• INSTRUCTIONS TO FOLLOW: Return each line below that contains the string "backrest". Case counts.

• EXTRACTED RECORDS:
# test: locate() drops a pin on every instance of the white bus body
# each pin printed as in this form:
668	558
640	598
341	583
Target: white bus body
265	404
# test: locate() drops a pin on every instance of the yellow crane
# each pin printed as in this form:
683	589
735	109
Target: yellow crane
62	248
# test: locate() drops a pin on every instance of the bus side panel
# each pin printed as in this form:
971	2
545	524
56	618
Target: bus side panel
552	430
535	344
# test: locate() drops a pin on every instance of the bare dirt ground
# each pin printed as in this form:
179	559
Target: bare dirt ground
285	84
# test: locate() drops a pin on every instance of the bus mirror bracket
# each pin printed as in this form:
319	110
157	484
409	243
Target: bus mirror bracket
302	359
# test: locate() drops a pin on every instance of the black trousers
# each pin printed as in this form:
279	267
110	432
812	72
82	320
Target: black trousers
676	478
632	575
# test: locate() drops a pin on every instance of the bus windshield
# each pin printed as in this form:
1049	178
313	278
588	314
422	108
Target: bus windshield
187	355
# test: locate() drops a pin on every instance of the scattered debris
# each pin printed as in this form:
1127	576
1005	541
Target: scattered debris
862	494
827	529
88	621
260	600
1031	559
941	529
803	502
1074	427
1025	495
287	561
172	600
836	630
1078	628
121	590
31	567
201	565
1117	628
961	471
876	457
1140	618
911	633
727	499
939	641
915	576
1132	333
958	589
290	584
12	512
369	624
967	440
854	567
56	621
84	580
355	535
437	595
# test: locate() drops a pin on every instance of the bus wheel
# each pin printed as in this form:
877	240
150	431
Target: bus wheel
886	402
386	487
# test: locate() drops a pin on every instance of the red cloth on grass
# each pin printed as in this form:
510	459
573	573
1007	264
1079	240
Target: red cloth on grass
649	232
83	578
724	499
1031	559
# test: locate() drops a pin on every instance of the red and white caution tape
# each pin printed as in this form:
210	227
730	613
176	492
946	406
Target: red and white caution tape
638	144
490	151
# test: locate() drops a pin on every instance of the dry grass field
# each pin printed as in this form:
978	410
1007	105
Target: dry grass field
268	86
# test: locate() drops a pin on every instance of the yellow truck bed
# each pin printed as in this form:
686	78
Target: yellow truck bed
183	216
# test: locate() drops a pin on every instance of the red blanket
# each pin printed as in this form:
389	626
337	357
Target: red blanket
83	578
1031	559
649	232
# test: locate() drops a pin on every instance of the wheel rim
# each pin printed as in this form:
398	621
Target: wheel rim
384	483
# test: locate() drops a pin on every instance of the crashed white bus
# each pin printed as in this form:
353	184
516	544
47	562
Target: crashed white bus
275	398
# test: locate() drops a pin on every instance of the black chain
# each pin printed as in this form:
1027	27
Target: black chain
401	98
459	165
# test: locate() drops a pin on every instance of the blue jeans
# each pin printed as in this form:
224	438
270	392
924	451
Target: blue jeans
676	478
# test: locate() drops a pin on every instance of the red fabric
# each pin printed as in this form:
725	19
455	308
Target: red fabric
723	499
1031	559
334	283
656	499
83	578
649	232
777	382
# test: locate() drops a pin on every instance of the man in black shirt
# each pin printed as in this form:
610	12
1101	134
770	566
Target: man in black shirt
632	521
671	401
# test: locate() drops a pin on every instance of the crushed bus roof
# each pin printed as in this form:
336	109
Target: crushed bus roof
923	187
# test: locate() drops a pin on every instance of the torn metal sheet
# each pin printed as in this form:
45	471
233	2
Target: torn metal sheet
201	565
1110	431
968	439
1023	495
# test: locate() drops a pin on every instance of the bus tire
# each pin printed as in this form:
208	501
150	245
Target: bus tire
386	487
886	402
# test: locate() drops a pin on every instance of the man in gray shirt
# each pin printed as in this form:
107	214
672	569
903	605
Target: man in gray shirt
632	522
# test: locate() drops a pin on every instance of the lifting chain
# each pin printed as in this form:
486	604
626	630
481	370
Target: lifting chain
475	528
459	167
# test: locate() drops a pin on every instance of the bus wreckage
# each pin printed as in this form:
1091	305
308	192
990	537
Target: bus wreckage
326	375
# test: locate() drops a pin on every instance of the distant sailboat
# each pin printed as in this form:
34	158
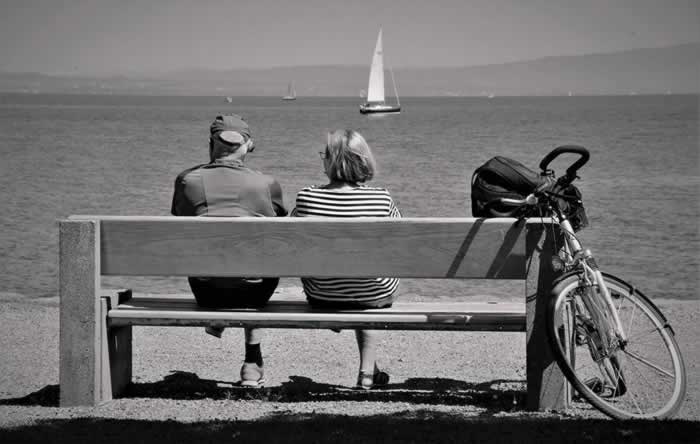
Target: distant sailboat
291	92
375	92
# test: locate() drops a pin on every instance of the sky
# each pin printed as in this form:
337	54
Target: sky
156	36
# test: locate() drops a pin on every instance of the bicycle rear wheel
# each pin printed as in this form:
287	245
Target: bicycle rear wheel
643	377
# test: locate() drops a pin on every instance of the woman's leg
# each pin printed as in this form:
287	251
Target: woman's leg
367	345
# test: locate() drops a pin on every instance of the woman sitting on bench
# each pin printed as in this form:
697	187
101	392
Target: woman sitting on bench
348	162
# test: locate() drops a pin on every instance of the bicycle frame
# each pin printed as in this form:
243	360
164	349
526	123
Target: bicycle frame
582	259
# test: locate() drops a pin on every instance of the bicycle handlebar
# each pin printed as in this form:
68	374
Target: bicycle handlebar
575	149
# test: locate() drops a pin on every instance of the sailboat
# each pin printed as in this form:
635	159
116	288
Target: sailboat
376	103
291	92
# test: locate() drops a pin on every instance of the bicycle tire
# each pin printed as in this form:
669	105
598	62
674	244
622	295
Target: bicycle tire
650	374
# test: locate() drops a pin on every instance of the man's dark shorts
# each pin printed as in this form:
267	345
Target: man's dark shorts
218	292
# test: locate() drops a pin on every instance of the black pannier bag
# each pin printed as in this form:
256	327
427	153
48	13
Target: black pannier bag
503	177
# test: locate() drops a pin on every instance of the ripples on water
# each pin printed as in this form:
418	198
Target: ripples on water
64	155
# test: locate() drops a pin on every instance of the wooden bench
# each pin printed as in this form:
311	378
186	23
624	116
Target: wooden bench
95	328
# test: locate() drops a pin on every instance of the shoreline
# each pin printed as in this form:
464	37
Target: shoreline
183	376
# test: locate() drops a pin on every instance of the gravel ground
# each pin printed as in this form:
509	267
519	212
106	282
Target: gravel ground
184	382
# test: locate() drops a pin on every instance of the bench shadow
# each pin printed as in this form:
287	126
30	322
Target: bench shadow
496	395
180	385
415	427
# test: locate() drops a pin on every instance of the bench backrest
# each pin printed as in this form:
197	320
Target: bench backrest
295	247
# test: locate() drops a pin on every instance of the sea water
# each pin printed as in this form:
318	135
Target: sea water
77	154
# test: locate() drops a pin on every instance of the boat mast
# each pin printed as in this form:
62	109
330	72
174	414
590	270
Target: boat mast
393	82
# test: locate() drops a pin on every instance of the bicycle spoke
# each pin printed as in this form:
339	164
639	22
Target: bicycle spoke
642	377
649	364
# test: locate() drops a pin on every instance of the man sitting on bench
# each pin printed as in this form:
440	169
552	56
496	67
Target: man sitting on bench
225	187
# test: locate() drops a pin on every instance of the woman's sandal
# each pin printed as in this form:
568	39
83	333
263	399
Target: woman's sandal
368	381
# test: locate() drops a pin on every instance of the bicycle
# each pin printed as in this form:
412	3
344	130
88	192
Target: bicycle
612	343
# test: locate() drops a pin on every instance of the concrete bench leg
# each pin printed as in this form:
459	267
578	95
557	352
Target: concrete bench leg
547	388
95	362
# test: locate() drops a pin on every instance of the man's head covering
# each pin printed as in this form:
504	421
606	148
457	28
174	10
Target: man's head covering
230	129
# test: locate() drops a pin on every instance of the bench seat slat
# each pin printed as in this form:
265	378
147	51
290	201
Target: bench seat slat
480	316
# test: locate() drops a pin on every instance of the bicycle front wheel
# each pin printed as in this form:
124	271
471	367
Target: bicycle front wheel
642	377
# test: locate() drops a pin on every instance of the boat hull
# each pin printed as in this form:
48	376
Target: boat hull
370	108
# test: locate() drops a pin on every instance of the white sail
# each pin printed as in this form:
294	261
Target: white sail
291	92
375	91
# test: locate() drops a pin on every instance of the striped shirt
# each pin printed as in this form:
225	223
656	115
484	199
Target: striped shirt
362	201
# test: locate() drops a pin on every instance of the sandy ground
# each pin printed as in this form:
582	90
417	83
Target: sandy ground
184	381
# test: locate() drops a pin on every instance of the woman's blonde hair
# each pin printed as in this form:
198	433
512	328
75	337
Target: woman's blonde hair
348	157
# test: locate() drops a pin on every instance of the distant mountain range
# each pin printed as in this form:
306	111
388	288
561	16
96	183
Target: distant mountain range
674	69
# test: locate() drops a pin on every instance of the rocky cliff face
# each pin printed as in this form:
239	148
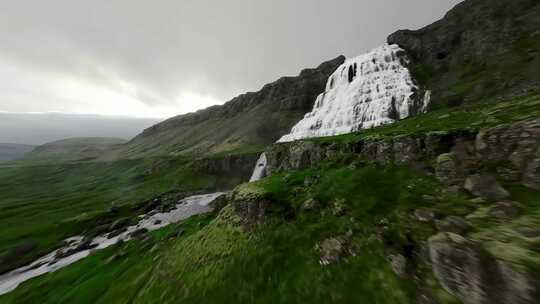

• WORKED ANSWER:
# test: locate() drops a pin on every instance of the bench backrest
Target: bench backrest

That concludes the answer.